* Start Records to use *

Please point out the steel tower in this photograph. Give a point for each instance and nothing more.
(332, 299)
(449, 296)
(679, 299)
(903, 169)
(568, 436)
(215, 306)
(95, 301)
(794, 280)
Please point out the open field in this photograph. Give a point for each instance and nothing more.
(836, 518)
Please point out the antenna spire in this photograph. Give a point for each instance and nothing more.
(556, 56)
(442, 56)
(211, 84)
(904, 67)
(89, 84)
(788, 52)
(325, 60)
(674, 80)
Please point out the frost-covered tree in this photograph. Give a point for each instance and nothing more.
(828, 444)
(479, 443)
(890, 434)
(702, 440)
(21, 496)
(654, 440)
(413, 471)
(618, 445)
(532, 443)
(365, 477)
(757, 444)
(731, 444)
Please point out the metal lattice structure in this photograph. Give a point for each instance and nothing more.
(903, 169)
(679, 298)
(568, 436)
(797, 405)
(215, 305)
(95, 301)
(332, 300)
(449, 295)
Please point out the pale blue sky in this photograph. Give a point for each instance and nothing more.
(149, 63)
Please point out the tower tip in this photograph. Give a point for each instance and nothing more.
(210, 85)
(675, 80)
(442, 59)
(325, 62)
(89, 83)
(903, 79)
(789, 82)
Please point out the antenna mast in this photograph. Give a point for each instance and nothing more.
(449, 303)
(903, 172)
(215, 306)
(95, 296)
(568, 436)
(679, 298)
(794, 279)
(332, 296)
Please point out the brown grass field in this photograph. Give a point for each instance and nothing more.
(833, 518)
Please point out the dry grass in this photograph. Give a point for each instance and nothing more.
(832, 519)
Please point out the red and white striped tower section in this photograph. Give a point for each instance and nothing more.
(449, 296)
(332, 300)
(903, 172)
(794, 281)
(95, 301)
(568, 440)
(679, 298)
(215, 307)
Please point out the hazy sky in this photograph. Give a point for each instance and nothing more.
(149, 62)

* End Records to use *

▶ **Challenge**: Copy the material above word for word, keeping every line in its original order.

▶ **Solved problem**:
Please point out the steel tower in this photograph. Give a point for each instance and nothing more.
(332, 299)
(449, 296)
(679, 299)
(903, 169)
(568, 436)
(215, 306)
(95, 301)
(794, 280)
Please point out the open field in this photograph. Give a point for each instance and nothing more.
(836, 518)
Please point out the antenna spire in this photograph. Give a point for each instance and nothing more.
(556, 56)
(442, 56)
(211, 84)
(904, 67)
(89, 84)
(788, 52)
(325, 60)
(674, 80)
Please point out the frost-covered tree in this photograph. Give a point for each instance and nothing more.
(828, 444)
(479, 443)
(890, 434)
(702, 440)
(21, 496)
(654, 440)
(413, 471)
(618, 445)
(532, 443)
(365, 477)
(757, 444)
(731, 444)
Please point out the metal lattice structure in this photograph. Give a point for each instance and nothing more.
(903, 169)
(679, 298)
(568, 436)
(797, 405)
(215, 305)
(95, 301)
(332, 300)
(449, 295)
Please point out the pale blue sky in this photograph. Give a point for each instance and nothing more.
(149, 63)
Please point out the tower tip in this photograph. Give a point for each instance and nothing more.
(210, 85)
(675, 80)
(442, 59)
(325, 62)
(89, 83)
(903, 79)
(789, 82)
Please point out the antenna mast in this photograph. Give a point for each instance and nothing more.
(449, 303)
(903, 172)
(215, 306)
(95, 296)
(568, 436)
(679, 298)
(794, 279)
(332, 296)
Please point out the brown grass field in this photograph. Give a point for each instance and nothing more.
(833, 518)
Please point out the dry grass in this photograph. Give a point for each instance and nothing more.
(832, 519)
Please point out the red and white striped tower section in this photograph. Give a point for each instance and nothing more.
(449, 296)
(332, 300)
(903, 172)
(794, 281)
(95, 301)
(568, 440)
(679, 298)
(215, 307)
Please point out the hazy sky in this photograph. Give a point for each instance and nothing more.
(149, 62)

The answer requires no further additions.